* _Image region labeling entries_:
□ □ □ □ □ □ □

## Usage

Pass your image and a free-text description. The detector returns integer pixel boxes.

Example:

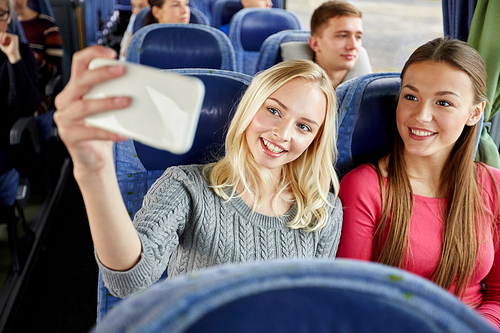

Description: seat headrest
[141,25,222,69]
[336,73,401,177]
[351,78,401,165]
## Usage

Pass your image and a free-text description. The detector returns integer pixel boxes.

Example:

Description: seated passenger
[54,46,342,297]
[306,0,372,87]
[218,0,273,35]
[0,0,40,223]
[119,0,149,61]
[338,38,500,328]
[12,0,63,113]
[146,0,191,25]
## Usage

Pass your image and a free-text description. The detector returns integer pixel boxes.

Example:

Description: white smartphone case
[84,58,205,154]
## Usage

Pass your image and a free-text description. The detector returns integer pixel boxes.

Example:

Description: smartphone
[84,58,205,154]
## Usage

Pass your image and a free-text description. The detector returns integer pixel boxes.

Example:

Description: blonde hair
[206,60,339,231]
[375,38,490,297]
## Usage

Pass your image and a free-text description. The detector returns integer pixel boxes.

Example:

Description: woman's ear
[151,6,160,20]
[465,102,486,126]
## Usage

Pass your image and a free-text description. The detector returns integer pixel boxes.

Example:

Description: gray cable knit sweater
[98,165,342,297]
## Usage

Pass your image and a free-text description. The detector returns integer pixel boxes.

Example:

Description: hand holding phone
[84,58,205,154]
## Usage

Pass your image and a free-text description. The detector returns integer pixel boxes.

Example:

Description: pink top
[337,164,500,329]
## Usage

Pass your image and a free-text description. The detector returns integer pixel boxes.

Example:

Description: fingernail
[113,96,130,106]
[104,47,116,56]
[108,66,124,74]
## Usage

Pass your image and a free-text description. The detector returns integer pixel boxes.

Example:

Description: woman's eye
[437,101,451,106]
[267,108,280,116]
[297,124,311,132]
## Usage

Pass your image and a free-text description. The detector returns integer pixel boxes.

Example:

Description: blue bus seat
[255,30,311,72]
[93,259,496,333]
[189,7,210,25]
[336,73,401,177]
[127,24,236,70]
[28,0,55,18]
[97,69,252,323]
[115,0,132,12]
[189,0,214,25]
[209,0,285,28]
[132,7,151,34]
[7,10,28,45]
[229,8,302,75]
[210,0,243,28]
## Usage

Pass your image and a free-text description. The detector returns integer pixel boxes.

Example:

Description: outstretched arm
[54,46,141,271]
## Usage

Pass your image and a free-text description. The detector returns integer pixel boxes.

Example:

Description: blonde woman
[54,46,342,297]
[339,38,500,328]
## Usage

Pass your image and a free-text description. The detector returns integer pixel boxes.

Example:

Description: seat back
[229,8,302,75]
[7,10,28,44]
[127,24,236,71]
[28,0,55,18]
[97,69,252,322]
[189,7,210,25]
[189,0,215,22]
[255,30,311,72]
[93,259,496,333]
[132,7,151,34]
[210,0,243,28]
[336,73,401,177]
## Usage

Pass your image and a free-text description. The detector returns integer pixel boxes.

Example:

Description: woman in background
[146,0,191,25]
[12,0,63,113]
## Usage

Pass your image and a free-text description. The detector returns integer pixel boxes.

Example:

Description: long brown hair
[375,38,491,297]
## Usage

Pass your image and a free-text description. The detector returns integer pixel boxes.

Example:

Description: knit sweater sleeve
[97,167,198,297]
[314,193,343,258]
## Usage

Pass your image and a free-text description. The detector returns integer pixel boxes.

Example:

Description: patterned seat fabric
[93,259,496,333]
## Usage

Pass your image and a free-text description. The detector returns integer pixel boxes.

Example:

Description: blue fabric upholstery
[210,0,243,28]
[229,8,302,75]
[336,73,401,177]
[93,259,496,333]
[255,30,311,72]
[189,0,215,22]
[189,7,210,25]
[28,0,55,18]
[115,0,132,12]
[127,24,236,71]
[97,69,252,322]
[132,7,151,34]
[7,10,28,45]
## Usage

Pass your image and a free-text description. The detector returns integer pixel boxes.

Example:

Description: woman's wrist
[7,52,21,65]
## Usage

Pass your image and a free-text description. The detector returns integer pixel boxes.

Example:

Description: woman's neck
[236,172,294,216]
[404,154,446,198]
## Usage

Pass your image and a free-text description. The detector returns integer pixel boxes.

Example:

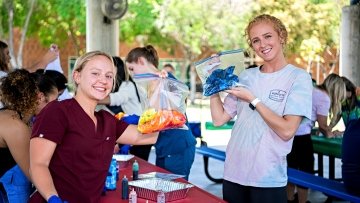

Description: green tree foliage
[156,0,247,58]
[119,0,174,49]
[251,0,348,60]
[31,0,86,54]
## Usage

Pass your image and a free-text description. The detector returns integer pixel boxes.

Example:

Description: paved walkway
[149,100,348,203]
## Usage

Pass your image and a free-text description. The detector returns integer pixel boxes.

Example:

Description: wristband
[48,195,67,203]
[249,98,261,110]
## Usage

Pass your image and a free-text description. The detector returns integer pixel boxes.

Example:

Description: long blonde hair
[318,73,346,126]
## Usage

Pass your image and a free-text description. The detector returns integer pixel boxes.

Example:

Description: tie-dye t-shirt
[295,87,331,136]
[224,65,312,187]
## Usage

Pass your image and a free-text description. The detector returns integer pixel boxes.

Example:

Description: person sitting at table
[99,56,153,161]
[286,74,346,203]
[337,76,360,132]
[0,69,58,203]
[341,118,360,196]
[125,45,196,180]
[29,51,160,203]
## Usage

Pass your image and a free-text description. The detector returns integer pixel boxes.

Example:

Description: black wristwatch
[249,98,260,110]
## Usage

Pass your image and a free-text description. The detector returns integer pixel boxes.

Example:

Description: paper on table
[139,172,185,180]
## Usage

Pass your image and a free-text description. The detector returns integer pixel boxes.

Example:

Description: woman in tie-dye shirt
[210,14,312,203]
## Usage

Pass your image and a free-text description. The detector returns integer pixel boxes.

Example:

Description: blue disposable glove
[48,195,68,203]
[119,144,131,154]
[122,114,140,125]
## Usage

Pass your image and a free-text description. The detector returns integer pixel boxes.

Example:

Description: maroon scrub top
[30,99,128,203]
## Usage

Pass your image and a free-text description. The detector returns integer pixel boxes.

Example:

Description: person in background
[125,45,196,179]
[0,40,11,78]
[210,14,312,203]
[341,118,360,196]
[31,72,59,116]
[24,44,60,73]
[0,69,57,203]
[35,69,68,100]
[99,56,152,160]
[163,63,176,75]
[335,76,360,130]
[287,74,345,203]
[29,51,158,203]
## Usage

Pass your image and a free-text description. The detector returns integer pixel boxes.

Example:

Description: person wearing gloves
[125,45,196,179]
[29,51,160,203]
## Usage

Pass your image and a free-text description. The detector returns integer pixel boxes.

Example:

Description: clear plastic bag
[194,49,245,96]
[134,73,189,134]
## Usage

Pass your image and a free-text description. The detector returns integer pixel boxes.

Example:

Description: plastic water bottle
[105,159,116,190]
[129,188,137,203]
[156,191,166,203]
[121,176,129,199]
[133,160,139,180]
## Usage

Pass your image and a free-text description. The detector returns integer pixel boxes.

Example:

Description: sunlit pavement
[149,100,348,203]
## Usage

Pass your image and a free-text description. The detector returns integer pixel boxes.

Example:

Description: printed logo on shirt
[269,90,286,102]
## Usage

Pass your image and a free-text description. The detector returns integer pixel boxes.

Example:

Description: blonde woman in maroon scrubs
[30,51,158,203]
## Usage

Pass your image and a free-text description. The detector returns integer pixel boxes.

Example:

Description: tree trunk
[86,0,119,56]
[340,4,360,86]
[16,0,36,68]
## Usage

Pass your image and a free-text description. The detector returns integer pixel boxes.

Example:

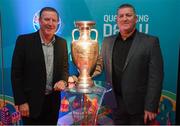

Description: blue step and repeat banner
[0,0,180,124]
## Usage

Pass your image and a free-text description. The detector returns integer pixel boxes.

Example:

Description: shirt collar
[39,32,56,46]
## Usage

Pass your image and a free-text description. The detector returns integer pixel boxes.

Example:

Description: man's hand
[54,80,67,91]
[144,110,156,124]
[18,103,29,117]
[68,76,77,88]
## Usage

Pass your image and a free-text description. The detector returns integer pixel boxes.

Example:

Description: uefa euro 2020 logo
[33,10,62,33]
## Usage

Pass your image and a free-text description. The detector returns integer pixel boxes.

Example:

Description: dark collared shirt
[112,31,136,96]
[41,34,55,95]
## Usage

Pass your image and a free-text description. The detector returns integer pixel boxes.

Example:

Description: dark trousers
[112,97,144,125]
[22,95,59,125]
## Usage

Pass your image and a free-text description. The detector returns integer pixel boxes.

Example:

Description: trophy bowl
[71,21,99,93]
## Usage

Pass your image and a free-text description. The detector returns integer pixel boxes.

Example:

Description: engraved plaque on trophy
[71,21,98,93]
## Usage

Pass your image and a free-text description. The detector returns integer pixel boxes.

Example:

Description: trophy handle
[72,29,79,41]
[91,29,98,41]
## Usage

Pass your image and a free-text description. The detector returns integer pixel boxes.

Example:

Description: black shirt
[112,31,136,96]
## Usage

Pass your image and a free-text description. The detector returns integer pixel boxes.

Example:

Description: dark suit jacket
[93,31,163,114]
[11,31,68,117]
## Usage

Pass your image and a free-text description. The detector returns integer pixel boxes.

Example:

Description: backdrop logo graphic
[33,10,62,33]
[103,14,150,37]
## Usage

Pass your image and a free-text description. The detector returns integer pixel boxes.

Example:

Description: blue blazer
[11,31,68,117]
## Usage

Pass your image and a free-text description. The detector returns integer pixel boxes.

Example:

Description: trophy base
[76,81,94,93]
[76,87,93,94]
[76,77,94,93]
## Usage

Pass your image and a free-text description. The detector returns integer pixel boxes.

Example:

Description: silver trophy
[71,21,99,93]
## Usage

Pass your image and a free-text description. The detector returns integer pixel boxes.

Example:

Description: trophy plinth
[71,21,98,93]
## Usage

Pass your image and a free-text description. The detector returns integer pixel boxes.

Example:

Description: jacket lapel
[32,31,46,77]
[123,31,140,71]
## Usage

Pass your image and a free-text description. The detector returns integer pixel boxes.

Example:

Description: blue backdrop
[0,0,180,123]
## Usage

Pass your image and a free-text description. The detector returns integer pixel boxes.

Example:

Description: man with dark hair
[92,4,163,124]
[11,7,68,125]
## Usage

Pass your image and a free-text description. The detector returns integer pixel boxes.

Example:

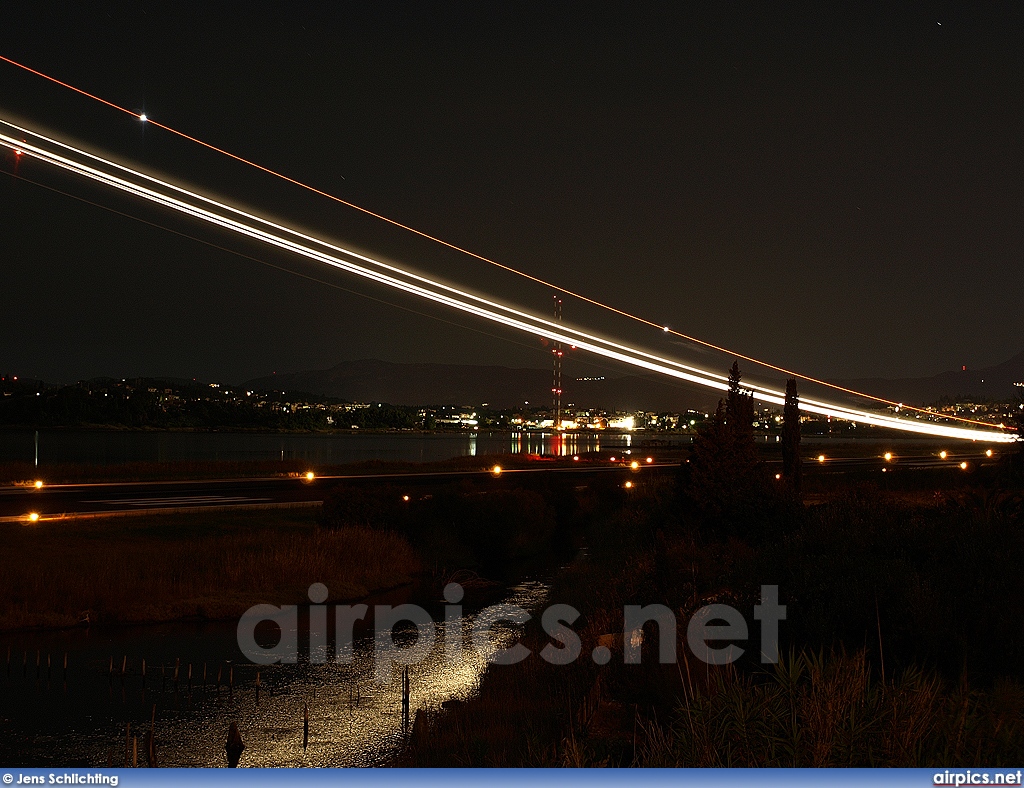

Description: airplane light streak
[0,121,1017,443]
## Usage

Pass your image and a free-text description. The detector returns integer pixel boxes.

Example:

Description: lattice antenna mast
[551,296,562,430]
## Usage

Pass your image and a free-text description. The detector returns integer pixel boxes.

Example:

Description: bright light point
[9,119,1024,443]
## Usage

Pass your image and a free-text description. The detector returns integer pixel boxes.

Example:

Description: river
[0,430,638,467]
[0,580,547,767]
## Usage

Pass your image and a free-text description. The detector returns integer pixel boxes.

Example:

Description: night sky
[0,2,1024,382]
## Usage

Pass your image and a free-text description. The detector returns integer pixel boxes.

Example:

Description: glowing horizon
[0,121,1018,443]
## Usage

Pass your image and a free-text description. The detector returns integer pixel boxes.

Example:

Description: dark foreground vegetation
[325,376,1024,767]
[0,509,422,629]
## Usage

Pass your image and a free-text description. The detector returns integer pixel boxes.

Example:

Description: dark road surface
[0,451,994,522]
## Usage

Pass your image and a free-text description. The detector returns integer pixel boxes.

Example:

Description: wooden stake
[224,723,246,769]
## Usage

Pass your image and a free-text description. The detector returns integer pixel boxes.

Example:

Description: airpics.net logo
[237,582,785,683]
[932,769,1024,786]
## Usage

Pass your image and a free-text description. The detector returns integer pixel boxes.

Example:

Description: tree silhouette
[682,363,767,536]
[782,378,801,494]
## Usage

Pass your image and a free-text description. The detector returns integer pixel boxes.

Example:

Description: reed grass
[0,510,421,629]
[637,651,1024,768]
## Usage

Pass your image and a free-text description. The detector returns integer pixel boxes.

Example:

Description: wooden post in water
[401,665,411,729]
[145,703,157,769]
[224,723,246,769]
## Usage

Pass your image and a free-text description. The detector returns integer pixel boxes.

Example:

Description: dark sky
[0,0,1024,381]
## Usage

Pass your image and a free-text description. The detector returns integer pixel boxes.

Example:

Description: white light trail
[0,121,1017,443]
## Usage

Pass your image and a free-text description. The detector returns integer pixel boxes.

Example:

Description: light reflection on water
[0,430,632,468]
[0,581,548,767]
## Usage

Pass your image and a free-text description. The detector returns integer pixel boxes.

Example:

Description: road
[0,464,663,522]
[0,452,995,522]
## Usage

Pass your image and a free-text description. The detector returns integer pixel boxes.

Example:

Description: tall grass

□ □ □ □ □ □ □

* _WHAT IS ASKED_:
Count the lines in the rows above that contain the string "grass" and give only that number.

* _THE ANSWER_:
2